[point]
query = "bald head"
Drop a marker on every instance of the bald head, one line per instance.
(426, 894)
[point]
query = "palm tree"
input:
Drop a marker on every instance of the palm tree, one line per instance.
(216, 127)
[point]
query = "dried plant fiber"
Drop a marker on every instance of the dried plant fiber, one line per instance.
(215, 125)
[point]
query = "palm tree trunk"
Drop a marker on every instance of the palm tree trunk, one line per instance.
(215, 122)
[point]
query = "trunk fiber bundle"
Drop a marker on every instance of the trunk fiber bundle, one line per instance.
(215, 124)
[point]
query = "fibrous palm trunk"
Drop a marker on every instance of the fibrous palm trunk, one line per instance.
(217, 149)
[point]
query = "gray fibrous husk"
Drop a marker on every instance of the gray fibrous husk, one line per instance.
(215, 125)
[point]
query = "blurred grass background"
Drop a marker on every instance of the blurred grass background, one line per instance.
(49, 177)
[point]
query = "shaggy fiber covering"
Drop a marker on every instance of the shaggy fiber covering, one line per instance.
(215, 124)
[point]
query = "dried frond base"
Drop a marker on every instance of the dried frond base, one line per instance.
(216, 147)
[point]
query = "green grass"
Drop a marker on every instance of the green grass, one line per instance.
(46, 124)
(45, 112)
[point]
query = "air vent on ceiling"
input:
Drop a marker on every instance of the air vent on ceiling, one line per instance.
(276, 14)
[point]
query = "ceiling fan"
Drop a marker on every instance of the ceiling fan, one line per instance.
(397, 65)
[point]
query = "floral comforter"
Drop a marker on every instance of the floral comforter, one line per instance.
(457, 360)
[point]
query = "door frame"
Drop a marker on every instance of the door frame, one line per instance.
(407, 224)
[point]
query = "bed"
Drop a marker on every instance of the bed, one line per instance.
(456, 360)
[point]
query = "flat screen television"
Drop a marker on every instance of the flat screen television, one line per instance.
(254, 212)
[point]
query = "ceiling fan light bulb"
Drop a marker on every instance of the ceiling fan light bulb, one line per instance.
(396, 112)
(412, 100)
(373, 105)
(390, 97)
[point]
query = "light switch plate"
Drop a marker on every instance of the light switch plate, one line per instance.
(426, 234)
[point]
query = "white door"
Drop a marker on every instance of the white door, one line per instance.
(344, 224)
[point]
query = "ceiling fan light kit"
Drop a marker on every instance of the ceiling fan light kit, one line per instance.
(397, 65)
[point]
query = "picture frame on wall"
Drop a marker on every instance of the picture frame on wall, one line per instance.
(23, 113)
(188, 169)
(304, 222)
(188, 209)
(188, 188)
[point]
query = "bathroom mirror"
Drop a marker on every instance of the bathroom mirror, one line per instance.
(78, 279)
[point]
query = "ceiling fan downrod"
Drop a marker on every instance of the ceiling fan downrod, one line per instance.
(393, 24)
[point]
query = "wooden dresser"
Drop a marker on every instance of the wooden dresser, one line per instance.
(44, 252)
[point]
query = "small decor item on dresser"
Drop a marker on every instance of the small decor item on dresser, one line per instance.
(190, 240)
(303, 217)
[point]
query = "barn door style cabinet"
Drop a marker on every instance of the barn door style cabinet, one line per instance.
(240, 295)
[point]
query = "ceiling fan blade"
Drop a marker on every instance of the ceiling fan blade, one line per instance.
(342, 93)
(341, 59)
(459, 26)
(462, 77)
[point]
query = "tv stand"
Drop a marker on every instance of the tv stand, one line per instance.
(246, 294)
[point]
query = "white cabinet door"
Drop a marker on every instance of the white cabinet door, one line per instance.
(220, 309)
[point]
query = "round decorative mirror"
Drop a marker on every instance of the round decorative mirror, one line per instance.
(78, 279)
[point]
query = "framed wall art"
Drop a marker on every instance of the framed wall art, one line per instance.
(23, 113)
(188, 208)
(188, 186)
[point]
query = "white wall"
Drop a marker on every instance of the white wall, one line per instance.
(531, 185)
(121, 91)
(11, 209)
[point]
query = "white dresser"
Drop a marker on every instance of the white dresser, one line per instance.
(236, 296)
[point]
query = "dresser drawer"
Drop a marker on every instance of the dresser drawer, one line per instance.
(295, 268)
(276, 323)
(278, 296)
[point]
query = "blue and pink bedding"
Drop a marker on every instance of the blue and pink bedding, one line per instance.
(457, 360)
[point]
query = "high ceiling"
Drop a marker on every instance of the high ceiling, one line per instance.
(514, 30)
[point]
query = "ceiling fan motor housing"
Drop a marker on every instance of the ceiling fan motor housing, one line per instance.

▶ _How to complete this task_
The entries are to be repeated exactly, with nothing altered.

▶ _Result_
[point]
query = "bald head"
Drop a marker on every instance of the bald head, one line per instance.
(426, 894)
[point]
query = "palm tree"
input:
Drop a marker on every instance of the palm tree, one line per instance.
(216, 127)
[point]
query = "dried plant fiber"
Drop a marker on every instance of the dried plant fiber, one line per instance.
(215, 125)
[point]
query = "palm tree trunk"
Drop a marker on every instance of the palm tree trunk, one line per instance.
(215, 122)
[point]
query = "trunk fiber bundle"
Drop a marker on every instance of the trunk fiber bundle, one line per instance.
(215, 124)
[point]
query = "fibrous palm trunk"
Drop a marker on every instance of the fibrous palm trunk, one line per instance.
(217, 149)
[point]
query = "gray fibrous husk"
Drop a marker on every instance of the gray fibrous husk, one line per instance.
(215, 125)
[point]
query = "blurred grass background"
Drop a marker on every instance of the blurred grass background, one line per instance.
(49, 177)
[point]
query = "shaggy fiber covering"
Drop a marker on every instance of the shaggy fiber covering, one line per instance.
(215, 124)
[point]
query = "dried frond base"
Drop a marker on every instance of the dried frond base, one line per instance.
(216, 147)
[point]
query = "green grass"
Drop a marker on every instance of the green grass, one line per instance.
(46, 124)
(45, 112)
[point]
query = "air vent on ceiling"
input:
Drop a marker on every instance of the air vent on ceiling, one line per instance.
(276, 14)
[point]
query = "ceiling fan"
Drop a marker on every instance of the ceiling fan, one line per instance.
(397, 65)
[point]
query = "floral comforter"
Drop a marker on every instance of the floral comforter, one line per instance.
(457, 360)
[point]
query = "door frame"
Drop a marker on every instance of the door frame, one line per instance.
(407, 224)
[point]
query = "bed"
Drop a marker on every instance of the bed, one line per instance.
(456, 360)
[point]
query = "flat screen television"
Drop a marker on every instance of the flat screen television, one line per instance.
(254, 212)
[point]
query = "ceiling fan light bulb"
Drop a marker on every instance of the ceiling fan light bulb, one line per instance.
(396, 112)
(412, 100)
(373, 105)
(390, 97)
[point]
query = "light switch plate"
Drop a marker on every instance of the light switch plate, one line per instance.
(426, 234)
[point]
query = "white door"
Drop a marker on every instance of the white door, one line per instance.
(344, 224)
[point]
query = "ceiling fan light kit"
Drop a marker on every instance of the ceiling fan light kit, one line per instance.
(397, 65)
[point]
query = "picture frame on wall"
Drop a marker on every instance of the picture frame on wall, one line per instance.
(23, 113)
(188, 169)
(304, 222)
(188, 209)
(188, 188)
[point]
query = "bathroom mirror"
Drop a marker on every instance of the bathroom mirror, one line per instance.
(78, 279)
[point]
query = "ceiling fan downrod"
Drop a marker on every instance of the ceiling fan downrod, one line per instance.
(393, 24)
[point]
query = "wooden dresser"
Drop a marker on every instance of the wooden dresser, one line per instance.
(44, 252)
[point]
query = "small decor item on dresser"
Drop a marker on every instance of the small decor item on dresser, one line per instance.
(190, 240)
(303, 217)
[point]
query = "barn door style cabinet"
Drop a marker on every instance of the barn door style cabinet, one line per instance.
(240, 295)
[point]
query = "ceiling fan blade"
Drop a marker on every instance of the ceiling fan blade, one line per instance.
(342, 93)
(341, 59)
(459, 26)
(462, 77)
[point]
query = "tv stand"
Drop a marker on every instance of the tv stand, one line per instance.
(246, 294)
[point]
query = "white cabinet door"
Drop a marker on every instance of the white cabinet door, one line per instance.
(220, 309)
[point]
query = "round decorative mirror"
Drop a marker on every instance of the round decorative mirror, one line per instance.
(78, 279)
[point]
query = "framed wall art"
Drop a marker on every instance of the framed wall art, one line per instance.
(23, 113)
(188, 208)
(188, 186)
[point]
query = "white wall"
Drop a marker on every instance of the white wall, one line per instance.
(531, 185)
(121, 91)
(11, 209)
[point]
query = "white dresser"
Drop a marker on every instance of the white dresser, one line per instance.
(236, 296)
[point]
query = "dresser drawer"
Drop a marker on every instance of the dresser drawer, one line per instance.
(295, 268)
(276, 323)
(278, 296)
[point]
query = "blue and pink bedding"
Drop a marker on every instance of the blue and pink bedding, one line per instance.
(457, 360)
[point]
query = "high ceiling"
Drop a marker on every instance of the high ceiling, one line per instance.
(514, 30)
[point]
query = "ceiling fan motor housing"
Drop a marker on every instance of the ceiling fan motor housing, one line per instance.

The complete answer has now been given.